* Aufgabenstellung
a) Geben Sie den Abschnitt des Auszugs von „FOCUS-Online 08.05.2018“ bis einschließlich „plötzlich auf. (…)“ wortgetreu wieder.
b) Welche beruflichen Funktionen hat Josef Briegel laut dem Auszug?

* Auszug

==*==

Nachweis: van Lommel 2011 Buch "Endloses Bewusstsein"


FOCUS-Online 08.05.2018
Nach einem Unfall liegt ein 13-Jähriger mehrere Tage in einem Krankenhaus in den USA. Die Ärzte vermuten einen Hirntod. Auch seine Eltern haben die Hoffnung bereits aufgegeben und wollen seine Organe spenden. Doch einen Tag vor der Operation wacht der totgeglaubte Junge plötzlich auf. (…)
FOCUS Online hat mit Josef Briegel vom Klinikum der Universität München über den Fall aus den USA gesprochen. Briegel ist Anästhesist und Transplantationsbeauftragter. Ist es möglich, dass ein hirntoter Mensch auf einmal wieder zum Leben erwacht? "Nein", sagt Briegel, der sich seit mehr als 20 Jahren mit der Thematik befasst. "Der Hirntod ist so sicher wie der Tod. Der Junge war einfach nicht hirntot."

==*==

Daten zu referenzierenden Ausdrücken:
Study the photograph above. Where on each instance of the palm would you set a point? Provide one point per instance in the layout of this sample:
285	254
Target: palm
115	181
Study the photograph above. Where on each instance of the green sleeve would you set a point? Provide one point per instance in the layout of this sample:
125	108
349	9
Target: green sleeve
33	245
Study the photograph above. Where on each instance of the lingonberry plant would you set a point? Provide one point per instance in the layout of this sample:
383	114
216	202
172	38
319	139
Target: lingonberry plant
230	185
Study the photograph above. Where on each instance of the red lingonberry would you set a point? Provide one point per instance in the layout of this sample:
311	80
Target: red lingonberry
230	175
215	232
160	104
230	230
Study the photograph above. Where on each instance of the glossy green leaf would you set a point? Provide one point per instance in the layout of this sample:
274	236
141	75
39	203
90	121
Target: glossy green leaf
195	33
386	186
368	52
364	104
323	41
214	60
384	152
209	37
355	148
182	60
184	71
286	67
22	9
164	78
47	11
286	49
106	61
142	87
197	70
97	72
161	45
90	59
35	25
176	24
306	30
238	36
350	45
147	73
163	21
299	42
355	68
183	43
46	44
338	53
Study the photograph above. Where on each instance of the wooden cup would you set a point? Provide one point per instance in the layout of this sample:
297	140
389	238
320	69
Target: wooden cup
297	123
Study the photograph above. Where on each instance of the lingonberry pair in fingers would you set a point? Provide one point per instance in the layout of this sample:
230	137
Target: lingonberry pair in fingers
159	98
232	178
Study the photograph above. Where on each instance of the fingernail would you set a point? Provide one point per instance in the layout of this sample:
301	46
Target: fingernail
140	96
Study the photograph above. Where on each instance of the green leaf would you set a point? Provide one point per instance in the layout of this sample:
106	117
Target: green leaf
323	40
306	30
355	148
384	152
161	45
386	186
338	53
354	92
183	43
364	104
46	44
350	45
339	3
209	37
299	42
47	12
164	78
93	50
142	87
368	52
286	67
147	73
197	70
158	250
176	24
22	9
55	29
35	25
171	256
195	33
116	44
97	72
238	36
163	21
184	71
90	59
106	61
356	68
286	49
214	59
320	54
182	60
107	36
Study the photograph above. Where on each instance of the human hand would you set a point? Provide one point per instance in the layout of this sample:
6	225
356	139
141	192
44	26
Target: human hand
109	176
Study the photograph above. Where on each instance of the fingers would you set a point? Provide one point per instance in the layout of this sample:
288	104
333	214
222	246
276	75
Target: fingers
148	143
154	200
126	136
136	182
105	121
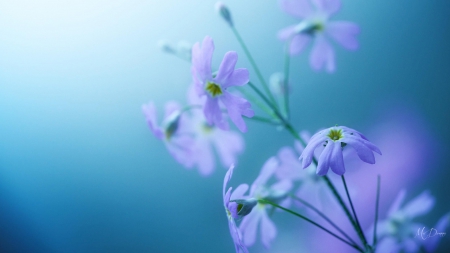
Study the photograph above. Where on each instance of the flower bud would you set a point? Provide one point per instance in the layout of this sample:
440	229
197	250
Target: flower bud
224	12
241	207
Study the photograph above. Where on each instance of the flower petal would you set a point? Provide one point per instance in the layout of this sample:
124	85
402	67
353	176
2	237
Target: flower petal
322	55
337	160
213	114
226	67
297	8
324	159
268	230
298	43
344	33
237	107
364	153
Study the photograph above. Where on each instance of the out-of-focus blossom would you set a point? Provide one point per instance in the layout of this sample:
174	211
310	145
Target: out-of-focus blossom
173	131
335	139
231	210
260	190
316	26
224	12
399	232
209	140
215	87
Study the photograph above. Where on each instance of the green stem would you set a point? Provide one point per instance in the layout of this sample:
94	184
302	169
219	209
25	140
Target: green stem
358	225
264	201
325	218
255	67
374	243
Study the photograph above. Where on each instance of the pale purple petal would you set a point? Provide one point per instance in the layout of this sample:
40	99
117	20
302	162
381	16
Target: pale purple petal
268	230
249	226
298	43
238	77
337	160
328	6
322	55
364	153
297	8
420	205
267	171
150	113
397	203
226	67
239	192
226	179
287	33
237	107
324	159
308	154
228	145
213	114
344	33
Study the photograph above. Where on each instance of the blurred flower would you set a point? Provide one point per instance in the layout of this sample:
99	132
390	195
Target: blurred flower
334	139
399	232
231	208
260	190
209	140
215	88
173	131
315	25
223	10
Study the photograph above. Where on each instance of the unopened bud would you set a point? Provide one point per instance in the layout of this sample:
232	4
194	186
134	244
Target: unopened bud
224	12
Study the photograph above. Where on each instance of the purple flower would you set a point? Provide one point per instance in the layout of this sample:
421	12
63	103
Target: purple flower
231	210
173	131
210	140
260	190
334	139
315	26
214	87
399	232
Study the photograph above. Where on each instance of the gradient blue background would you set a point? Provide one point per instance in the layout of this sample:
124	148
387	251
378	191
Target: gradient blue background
79	170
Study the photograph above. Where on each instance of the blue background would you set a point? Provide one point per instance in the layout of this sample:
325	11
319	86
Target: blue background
80	171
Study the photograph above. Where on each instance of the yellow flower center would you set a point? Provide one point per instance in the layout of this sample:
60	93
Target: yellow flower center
335	134
213	89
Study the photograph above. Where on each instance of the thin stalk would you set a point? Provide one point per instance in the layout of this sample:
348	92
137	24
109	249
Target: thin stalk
287	59
358	229
264	201
374	242
325	218
255	67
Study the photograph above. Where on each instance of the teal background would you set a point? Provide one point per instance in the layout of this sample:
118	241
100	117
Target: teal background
80	171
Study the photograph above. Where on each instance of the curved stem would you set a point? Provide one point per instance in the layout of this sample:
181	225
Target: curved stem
264	201
255	67
324	217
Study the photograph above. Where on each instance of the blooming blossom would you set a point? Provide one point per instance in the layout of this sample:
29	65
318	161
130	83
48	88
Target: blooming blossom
173	131
231	210
209	140
214	87
399	232
316	26
260	190
335	139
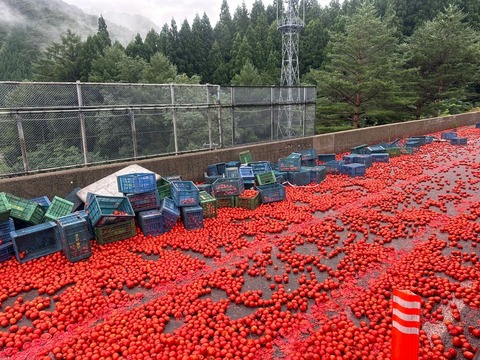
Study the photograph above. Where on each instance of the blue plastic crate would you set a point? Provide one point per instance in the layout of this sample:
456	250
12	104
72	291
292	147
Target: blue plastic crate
136	183
289	164
74	237
364	159
259	167
6	252
380	157
228	187
309	154
185	193
106	210
318	174
299	178
35	241
334	167
448	135
353	170
246	172
458	141
349	158
151	222
43	201
144	201
5	228
170	214
271	193
326	157
192	217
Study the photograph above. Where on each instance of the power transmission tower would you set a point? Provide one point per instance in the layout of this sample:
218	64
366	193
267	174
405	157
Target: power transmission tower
290	25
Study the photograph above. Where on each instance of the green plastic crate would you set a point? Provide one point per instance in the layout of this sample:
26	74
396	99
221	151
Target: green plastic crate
208	204
4	208
115	232
25	210
58	208
266	178
164	188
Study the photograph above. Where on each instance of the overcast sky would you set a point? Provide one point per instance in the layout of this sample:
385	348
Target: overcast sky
162	11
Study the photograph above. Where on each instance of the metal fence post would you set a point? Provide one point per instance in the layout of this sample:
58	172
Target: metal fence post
21	138
174	117
81	115
134	133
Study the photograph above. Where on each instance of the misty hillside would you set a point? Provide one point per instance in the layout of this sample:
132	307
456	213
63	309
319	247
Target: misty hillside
46	20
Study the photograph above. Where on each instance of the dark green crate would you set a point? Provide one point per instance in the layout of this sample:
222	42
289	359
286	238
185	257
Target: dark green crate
164	188
4	208
58	208
249	203
115	232
266	178
25	210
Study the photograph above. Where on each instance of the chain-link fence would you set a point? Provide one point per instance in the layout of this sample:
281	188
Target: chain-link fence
47	126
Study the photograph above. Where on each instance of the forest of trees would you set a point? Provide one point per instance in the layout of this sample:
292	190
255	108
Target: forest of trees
373	62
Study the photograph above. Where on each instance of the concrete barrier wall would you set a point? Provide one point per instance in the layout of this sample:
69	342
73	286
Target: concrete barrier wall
192	166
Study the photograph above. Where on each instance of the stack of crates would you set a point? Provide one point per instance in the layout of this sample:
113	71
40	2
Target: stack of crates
208	204
58	208
151	222
35	241
6	247
74	237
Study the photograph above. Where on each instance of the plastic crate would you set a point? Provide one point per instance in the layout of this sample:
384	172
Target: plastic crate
245	157
249	203
59	207
43	201
35	241
6	252
350	158
208	204
360	149
271	193
334	167
246	172
290	164
4	207
232	172
185	193
353	170
299	178
458	141
145	201
115	232
448	135
309	154
326	157
229	202
106	210
192	217
136	183
266	178
318	174
260	167
364	159
164	188
381	157
151	222
74	236
170	214
25	210
375	149
228	187
5	228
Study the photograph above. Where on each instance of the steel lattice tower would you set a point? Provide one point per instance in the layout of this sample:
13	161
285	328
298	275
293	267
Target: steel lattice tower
289	25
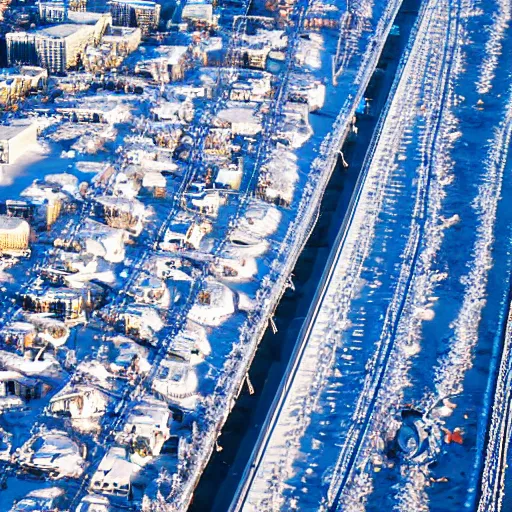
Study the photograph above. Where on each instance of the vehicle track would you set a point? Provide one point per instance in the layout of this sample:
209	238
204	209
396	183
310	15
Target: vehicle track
356	452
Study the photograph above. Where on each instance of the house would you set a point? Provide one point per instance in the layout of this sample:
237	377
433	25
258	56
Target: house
46	499
102	241
129	359
198	12
64	303
14	384
146	429
54	453
21	335
79	401
214	305
94	503
15	138
141	321
230	176
114	474
123	213
175	380
242	119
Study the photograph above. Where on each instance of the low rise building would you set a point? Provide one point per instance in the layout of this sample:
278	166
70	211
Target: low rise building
14	140
198	12
16	83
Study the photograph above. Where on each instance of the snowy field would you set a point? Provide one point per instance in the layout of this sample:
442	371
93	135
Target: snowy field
420	284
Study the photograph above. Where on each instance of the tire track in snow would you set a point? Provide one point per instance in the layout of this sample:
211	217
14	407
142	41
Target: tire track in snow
386	391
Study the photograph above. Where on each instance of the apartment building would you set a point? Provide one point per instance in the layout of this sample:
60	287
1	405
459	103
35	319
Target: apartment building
136	13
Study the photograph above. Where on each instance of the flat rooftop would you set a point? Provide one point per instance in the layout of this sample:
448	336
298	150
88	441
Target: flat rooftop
9	131
59	31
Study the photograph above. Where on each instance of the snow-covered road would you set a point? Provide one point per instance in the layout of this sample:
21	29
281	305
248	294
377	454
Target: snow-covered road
399	320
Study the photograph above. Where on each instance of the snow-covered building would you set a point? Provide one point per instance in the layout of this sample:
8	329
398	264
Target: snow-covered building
146	429
214	305
102	241
128	358
242	119
54	453
175	380
114	474
123	213
14	235
79	401
279	177
41	500
141	321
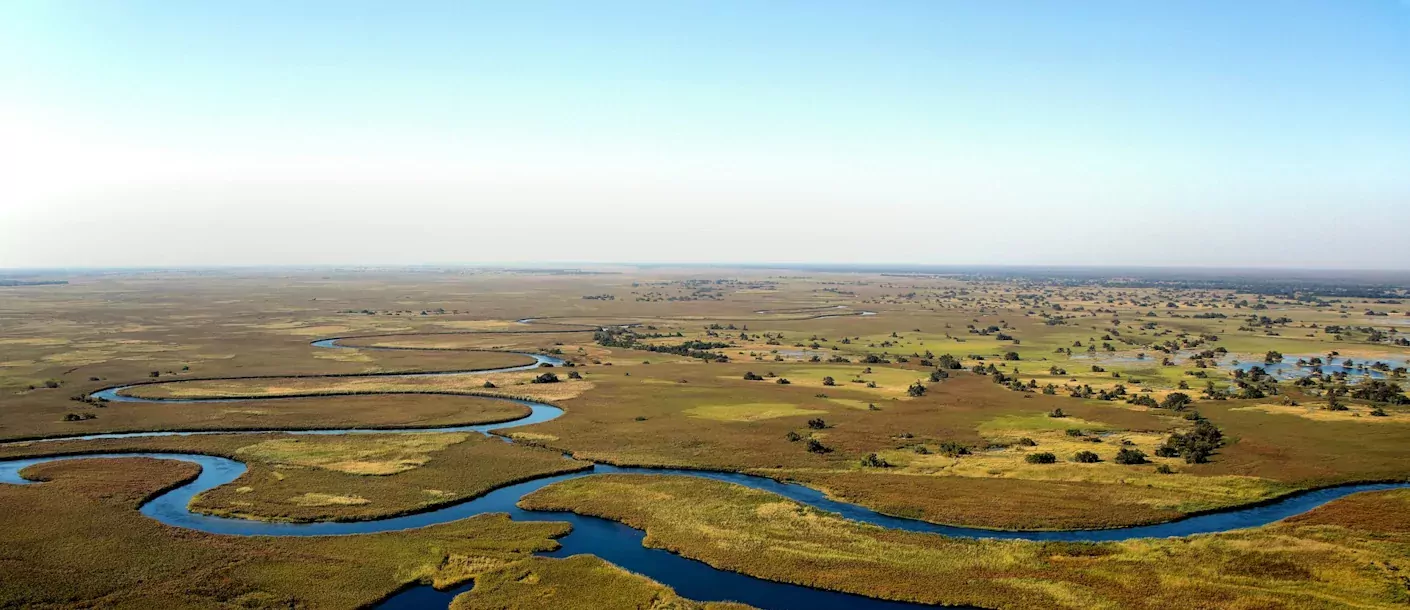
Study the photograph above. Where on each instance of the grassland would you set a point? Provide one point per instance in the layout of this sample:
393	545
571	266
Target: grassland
580	582
643	407
1327	559
78	540
317	478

==*==

* Lösungen
a)
FOCUS-Online 08.05.2018
Nach einem Unfall liegt ein 13-Jähriger mehrere Tage in einem Krankenhaus in den USA. Die Ärzte vermuten einen Hirntod. Auch seine Eltern haben die Hoffnung bereits aufgegeben und wollen seine Organe spenden. Doch einen Tag vor der Operation wacht der totgeglaubte Junge plötzlich auf. (…)

b) Er ist Anästhesist und Transplantationsbeauftragter.